> [Supplied entries]
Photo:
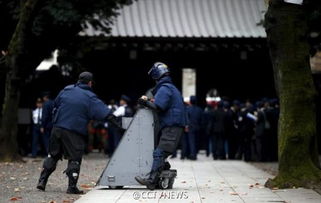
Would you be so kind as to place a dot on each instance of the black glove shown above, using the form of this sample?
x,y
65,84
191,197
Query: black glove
x,y
111,118
142,102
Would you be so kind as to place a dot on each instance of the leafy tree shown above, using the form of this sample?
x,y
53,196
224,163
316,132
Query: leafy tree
x,y
34,28
293,33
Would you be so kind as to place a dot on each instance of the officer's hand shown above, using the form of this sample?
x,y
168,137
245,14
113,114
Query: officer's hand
x,y
142,101
111,117
144,97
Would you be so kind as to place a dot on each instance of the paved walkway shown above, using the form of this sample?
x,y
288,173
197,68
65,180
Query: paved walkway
x,y
210,181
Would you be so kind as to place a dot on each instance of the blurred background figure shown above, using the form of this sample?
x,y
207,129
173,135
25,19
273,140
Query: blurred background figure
x,y
46,120
36,133
124,110
218,131
195,114
246,123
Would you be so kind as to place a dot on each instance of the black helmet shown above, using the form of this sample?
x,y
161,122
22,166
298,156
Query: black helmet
x,y
158,70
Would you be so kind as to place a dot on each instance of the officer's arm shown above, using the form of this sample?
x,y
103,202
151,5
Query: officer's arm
x,y
148,104
97,109
163,98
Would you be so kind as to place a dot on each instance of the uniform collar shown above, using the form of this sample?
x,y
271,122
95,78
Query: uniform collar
x,y
160,82
83,86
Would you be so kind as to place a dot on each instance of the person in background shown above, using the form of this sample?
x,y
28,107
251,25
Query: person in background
x,y
260,132
46,121
246,124
218,129
36,133
124,110
195,114
233,135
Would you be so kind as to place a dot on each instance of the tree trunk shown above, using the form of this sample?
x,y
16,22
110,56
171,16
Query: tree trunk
x,y
287,29
18,61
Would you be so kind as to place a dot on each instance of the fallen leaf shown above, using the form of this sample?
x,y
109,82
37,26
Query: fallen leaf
x,y
233,193
15,198
86,186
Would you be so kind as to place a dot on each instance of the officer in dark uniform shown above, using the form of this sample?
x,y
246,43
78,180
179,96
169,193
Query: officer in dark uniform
x,y
73,108
168,103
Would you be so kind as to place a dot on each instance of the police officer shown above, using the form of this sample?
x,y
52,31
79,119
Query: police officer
x,y
73,108
168,103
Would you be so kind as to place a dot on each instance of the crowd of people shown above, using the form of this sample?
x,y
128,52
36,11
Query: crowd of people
x,y
225,129
232,130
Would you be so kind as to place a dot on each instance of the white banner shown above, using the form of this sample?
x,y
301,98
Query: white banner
x,y
294,1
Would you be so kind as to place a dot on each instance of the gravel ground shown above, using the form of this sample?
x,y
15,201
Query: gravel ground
x,y
18,180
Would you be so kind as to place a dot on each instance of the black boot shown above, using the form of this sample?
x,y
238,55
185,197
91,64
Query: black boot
x,y
73,175
150,182
45,173
49,166
72,186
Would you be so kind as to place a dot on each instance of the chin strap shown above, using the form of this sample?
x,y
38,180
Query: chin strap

> [Task instructions] Rewrite all of the records above as a JSON list of strings, one string for each line, with blank lines skipped. Leave the pictures out.

> [Finished answer]
[
  "Photo:",
  "Would you be so kind as to place a dot on each instance of the black glove shown above, using the form of this sample?",
  "x,y",
  "65,84",
  "191,197",
  "Query: black glove",
  "x,y",
  "111,118",
  "142,102",
  "Would you be so kind as to place a dot on each instance of the leafy tree shown above, using the form of this sample?",
  "x,y",
  "53,196",
  "224,163",
  "316,132",
  "Query: leafy tree",
  "x,y",
  "34,28",
  "293,33",
  "Would you be so kind as to place a dot on each instance of the officer's hand shown above, using the form of this sample?",
  "x,y",
  "168,137",
  "245,14",
  "113,114",
  "Query: officer's hand",
  "x,y",
  "142,101",
  "111,117",
  "144,97",
  "Would you be so kind as to place a dot on each instance of the paved walkway shown above, using the form of this sample?",
  "x,y",
  "288,173",
  "197,68",
  "65,180",
  "Query: paved walkway",
  "x,y",
  "210,181",
  "Would you be so kind as to place a dot on each instance of the blurred background figure shown above, using the form of this sample?",
  "x,y",
  "207,129",
  "173,135",
  "25,19",
  "273,140",
  "Query: blurred background figure",
  "x,y",
  "46,120",
  "36,133",
  "124,110",
  "218,131",
  "195,114",
  "246,123",
  "Would you be so kind as to place a dot on each instance of the black helmet shown above, using the form of this sample?",
  "x,y",
  "161,122",
  "22,166",
  "298,156",
  "Query: black helmet",
  "x,y",
  "158,70",
  "Would you be so kind as to place a dot on each instance of the officer's arm shown above, using the form of this sample?",
  "x,y",
  "103,202",
  "151,5",
  "Query: officer's arm",
  "x,y",
  "148,104",
  "97,109",
  "163,98",
  "Would you be so kind as to place a dot on each instance of the uniform collar shown above, using the form of this sample?",
  "x,y",
  "271,122",
  "95,78",
  "Query: uniform collar",
  "x,y",
  "160,82",
  "83,86",
  "Would you be so kind as to place a dot on each instance of the person in background shown above, using the form of this sample?",
  "x,y",
  "28,107",
  "251,25",
  "Query: person in background",
  "x,y",
  "260,132",
  "46,121",
  "246,124",
  "218,129",
  "36,133",
  "124,110",
  "195,114",
  "233,135",
  "Would you be so kind as to place a dot on each instance of the tree trunk shown above, using the form of this sample?",
  "x,y",
  "16,22",
  "110,56",
  "171,16",
  "Query: tree trunk",
  "x,y",
  "287,29",
  "18,61",
  "Would you be so kind as to place a dot on each instance of the fallen leaf shown above, using the form of this sample?",
  "x,y",
  "109,82",
  "37,26",
  "Query: fallen leaf",
  "x,y",
  "233,193",
  "15,198",
  "86,186",
  "Would you be so kind as to place a dot on each instance of the officer in dark uniform shown above, using the form of this sample?",
  "x,y",
  "246,43",
  "78,180",
  "179,96",
  "169,193",
  "Query: officer in dark uniform",
  "x,y",
  "73,108",
  "168,103",
  "Would you be so kind as to place a dot on each instance of the police officer shown above, using the form of this sample?",
  "x,y",
  "52,31",
  "79,119",
  "Query: police officer",
  "x,y",
  "73,108",
  "168,103",
  "Would you be so kind as to place a dot on each instance of the crowd of people shown above, using the form of this sample?",
  "x,y",
  "128,52",
  "36,11",
  "Query: crowd of people",
  "x,y",
  "225,129",
  "232,130",
  "Would you be so kind as to place a dot on each instance of the white banner shown above, using the form of this sample?",
  "x,y",
  "301,98",
  "Query: white banner",
  "x,y",
  "294,1",
  "Would you be so kind as to place a dot on each instance of the gravel ground shown above, using the form of this sample?",
  "x,y",
  "15,201",
  "Query: gravel ground",
  "x,y",
  "18,180",
  "Would you be so kind as to place a dot on each instance of the black boot shown above, using the form of this sample?",
  "x,y",
  "238,55",
  "185,197",
  "91,64",
  "Query: black boot",
  "x,y",
  "73,175",
  "150,182",
  "45,173",
  "49,166",
  "72,186",
  "Would you be so kind as to place a dot on each instance of the chin strap shown above, using the form of this sample?",
  "x,y",
  "38,180",
  "Query: chin strap"
]